Rows:

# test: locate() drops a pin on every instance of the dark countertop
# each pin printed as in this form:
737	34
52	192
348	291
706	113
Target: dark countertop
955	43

Exercise goal:
Please rescale the material above by reproducing every line of it in full. Multiply each answer coordinate by 1.9 and round to the nearest whole number with halves rounded up, and leave every other number unchanged.

The output:
# test: locate() drops a pin on every instance of the dark countertop
# each pin printed as in this form:
737	34
52	192
348	291
706	113
Target: dark countertop
1815	82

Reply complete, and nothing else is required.